◆ **Description of the task**: Copy the lines from the one containing "The client would like the gray suit" through the one containing "[96,197,160,260]", including both, without changing them.

:::

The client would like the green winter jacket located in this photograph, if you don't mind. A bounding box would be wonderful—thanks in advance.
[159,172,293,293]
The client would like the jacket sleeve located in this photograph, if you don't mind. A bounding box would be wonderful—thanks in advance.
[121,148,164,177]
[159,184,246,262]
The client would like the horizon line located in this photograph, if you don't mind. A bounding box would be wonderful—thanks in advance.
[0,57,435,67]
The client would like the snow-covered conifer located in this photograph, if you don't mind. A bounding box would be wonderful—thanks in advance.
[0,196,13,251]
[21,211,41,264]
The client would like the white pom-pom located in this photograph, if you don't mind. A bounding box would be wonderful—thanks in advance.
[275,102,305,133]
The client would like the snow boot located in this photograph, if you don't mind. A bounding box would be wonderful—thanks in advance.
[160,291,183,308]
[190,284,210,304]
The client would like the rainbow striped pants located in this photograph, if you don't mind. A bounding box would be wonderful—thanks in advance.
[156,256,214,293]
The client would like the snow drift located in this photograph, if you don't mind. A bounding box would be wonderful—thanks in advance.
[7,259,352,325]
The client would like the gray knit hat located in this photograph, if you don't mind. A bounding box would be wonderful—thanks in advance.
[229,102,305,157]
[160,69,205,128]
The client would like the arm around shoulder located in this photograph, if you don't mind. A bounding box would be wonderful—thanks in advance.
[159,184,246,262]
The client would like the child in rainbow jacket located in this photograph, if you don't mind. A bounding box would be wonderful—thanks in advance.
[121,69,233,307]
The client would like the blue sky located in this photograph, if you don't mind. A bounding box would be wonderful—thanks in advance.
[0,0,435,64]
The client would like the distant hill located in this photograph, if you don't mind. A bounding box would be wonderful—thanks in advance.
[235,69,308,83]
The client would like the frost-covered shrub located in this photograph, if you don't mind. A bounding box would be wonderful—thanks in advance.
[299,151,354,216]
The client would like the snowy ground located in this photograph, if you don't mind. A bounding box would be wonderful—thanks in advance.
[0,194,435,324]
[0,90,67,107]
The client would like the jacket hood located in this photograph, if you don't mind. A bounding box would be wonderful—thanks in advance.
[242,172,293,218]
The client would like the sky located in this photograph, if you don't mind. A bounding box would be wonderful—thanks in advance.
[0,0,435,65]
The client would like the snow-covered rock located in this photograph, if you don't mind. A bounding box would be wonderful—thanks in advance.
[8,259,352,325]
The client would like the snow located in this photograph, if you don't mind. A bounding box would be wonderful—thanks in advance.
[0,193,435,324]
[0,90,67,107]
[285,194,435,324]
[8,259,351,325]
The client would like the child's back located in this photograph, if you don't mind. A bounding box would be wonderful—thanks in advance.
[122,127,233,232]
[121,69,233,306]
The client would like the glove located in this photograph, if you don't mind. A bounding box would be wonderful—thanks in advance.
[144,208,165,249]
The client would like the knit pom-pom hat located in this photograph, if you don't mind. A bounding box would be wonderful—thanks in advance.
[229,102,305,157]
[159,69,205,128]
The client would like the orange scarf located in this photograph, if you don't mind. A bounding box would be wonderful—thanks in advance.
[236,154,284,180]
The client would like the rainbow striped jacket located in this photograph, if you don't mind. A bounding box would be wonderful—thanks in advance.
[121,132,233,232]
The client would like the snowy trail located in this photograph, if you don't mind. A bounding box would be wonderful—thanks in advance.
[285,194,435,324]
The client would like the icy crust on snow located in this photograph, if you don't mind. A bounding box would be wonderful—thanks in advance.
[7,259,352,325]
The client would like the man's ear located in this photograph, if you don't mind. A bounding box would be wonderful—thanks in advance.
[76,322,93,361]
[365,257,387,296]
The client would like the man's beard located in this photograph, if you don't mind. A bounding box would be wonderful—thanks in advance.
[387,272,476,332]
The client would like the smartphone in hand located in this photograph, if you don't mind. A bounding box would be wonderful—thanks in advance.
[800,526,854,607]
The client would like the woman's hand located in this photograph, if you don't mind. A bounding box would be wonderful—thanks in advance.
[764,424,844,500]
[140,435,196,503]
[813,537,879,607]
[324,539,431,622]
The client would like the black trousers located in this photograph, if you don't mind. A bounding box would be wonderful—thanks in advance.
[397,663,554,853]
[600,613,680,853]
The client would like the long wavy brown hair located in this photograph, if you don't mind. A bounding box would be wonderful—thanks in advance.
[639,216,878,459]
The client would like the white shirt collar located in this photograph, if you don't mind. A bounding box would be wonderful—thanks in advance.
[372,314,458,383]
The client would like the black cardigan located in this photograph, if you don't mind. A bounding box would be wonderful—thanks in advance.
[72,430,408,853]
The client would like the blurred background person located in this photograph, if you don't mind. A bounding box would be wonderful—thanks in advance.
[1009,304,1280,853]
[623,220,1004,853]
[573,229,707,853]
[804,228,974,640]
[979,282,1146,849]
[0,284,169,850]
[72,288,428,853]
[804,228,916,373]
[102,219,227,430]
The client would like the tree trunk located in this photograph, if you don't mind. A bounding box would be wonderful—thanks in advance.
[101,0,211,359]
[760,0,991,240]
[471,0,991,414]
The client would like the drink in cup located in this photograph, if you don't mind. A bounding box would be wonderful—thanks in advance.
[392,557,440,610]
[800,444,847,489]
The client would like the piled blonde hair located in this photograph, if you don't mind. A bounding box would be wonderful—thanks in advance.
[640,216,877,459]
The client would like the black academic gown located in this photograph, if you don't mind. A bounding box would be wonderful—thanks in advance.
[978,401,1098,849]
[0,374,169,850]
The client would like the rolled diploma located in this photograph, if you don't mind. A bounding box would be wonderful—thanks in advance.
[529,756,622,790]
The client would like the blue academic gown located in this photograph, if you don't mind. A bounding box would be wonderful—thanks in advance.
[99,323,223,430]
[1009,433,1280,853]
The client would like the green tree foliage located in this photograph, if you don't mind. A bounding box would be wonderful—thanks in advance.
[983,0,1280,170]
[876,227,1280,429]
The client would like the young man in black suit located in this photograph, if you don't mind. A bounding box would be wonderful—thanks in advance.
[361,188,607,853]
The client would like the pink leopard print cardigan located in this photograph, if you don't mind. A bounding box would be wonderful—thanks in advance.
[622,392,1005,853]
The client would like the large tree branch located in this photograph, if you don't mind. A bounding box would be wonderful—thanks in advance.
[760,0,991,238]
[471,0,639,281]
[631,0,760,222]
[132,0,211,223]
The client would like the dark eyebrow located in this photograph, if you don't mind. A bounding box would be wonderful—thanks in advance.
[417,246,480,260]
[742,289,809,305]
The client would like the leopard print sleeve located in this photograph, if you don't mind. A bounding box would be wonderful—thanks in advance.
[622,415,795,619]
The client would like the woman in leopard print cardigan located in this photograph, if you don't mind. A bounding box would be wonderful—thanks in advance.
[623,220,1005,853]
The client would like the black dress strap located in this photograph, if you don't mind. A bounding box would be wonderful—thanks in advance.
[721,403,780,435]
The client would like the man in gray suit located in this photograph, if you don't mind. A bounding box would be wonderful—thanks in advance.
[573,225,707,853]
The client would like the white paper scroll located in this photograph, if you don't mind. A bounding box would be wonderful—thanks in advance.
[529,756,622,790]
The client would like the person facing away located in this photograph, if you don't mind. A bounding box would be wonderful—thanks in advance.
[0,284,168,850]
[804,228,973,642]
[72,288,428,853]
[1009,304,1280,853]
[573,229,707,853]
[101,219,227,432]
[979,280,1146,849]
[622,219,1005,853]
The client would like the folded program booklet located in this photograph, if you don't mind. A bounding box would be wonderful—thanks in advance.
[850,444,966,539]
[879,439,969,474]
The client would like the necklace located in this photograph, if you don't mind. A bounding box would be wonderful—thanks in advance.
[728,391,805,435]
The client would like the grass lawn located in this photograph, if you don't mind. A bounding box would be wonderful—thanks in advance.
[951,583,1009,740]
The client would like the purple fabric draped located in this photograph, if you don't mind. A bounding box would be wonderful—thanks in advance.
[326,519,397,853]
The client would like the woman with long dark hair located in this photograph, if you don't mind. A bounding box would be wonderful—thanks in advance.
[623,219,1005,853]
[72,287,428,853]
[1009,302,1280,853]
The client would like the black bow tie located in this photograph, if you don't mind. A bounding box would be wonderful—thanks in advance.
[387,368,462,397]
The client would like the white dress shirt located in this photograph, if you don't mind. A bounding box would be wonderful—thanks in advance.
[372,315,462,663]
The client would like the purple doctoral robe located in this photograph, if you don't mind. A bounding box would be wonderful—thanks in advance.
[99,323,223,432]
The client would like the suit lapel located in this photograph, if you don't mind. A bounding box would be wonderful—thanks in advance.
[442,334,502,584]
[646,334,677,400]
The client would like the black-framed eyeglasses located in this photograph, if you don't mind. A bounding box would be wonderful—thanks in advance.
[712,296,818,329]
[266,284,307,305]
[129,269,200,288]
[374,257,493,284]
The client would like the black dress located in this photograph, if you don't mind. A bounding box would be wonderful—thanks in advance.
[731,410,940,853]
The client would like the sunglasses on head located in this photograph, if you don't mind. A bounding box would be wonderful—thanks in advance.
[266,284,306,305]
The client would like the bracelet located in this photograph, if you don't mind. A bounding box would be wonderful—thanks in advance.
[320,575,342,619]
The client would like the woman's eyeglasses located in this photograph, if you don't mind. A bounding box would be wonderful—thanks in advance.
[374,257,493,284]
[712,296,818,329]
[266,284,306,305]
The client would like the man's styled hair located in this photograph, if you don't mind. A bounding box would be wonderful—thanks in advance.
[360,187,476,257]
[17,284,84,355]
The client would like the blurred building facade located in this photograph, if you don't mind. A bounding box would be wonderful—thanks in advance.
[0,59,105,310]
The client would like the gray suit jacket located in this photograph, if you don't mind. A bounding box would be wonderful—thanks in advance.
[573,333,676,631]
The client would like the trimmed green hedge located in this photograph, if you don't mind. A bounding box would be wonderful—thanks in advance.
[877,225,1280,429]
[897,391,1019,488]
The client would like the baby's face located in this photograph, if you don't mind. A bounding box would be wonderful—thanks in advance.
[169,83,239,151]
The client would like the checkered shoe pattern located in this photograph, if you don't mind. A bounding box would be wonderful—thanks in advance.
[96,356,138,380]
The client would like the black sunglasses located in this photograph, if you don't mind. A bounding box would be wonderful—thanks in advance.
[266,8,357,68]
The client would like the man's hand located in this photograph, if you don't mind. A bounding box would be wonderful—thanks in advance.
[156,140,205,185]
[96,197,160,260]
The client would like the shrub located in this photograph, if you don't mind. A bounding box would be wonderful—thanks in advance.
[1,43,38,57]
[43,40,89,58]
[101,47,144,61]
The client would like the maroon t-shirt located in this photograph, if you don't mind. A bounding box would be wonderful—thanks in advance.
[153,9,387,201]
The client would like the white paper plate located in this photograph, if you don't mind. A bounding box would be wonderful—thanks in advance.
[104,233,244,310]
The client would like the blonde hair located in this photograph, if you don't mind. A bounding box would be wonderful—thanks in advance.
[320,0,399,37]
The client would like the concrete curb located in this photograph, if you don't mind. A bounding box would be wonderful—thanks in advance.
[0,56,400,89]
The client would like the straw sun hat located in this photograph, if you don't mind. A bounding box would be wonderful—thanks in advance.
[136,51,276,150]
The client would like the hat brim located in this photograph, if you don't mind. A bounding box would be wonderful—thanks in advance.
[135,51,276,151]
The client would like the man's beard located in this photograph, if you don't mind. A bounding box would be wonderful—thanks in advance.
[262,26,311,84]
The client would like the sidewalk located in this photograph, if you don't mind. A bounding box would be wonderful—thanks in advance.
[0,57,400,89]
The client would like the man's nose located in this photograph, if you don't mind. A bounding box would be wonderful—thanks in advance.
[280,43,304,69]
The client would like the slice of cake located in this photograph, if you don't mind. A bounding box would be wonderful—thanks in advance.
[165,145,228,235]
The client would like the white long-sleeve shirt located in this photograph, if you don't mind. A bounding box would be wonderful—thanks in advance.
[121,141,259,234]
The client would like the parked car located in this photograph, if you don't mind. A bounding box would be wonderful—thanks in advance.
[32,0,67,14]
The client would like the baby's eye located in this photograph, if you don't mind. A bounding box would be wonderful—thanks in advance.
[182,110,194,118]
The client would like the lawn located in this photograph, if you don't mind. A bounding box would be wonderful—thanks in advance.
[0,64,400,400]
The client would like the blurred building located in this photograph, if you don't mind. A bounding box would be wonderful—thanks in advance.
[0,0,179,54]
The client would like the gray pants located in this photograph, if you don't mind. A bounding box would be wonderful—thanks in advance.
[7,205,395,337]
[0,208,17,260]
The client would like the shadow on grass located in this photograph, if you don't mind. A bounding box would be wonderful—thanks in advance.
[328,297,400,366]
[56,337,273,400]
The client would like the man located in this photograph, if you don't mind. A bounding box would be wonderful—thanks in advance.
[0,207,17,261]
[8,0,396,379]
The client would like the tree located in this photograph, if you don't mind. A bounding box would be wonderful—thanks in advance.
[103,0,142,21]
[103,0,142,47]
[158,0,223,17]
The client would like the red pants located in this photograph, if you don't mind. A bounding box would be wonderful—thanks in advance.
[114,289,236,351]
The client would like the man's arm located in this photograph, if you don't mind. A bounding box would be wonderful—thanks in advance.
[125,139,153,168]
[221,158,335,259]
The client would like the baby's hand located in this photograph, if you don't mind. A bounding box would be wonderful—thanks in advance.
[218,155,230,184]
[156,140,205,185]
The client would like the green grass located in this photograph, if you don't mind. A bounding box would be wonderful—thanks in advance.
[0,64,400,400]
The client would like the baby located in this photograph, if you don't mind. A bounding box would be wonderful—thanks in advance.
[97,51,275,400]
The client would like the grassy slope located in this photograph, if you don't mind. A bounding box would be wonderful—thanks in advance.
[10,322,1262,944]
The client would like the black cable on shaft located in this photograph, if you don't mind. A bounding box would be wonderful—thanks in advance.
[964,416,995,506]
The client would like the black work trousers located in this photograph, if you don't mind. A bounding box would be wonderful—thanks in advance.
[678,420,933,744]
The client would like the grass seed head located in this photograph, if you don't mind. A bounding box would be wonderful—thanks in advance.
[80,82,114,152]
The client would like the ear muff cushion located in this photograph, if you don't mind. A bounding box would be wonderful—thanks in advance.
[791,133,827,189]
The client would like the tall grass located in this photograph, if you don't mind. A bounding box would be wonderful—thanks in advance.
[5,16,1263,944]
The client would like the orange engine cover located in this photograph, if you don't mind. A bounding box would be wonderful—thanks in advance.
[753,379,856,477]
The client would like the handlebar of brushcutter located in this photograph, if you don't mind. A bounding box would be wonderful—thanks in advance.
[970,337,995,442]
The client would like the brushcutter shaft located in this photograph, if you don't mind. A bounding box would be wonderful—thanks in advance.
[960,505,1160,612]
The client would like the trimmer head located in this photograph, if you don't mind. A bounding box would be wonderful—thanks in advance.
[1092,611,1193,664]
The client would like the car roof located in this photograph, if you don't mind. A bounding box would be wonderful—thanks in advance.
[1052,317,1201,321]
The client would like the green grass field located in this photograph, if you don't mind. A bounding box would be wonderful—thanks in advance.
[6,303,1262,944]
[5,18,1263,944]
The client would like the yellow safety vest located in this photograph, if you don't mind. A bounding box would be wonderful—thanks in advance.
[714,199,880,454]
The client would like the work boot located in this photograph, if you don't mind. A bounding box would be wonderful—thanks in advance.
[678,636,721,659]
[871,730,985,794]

:::

◆ **Written solution**:
The client would like the gray suit jacket located in this photograph, if you don't mind. A bounding box would be wonderful—thanks in advance.
[573,333,676,631]
The client would like the trimmed green hedge located in this photograph, if you don't mind. A bounding box would be wonderful—thanks in advance.
[877,225,1280,429]
[897,391,1019,488]
The client would like the baby's face located in this photograph, if you don't mind. A bounding box would be wonderful—thanks in advance.
[169,83,239,151]
The client would like the checkered shoe pattern located in this photograph, if you don't mind. A bounding box would be wonderful—thanks in advance.
[96,356,138,380]
The client would like the black sunglasses located in this photograph, if you don't mind. A bounding box would be wonderful—thanks in advance.
[266,8,357,68]
The client would like the man's hand located in this photograph, if you don't mind. A bounding box would be wonderful—thanks in advance.
[156,140,205,185]
[96,197,160,260]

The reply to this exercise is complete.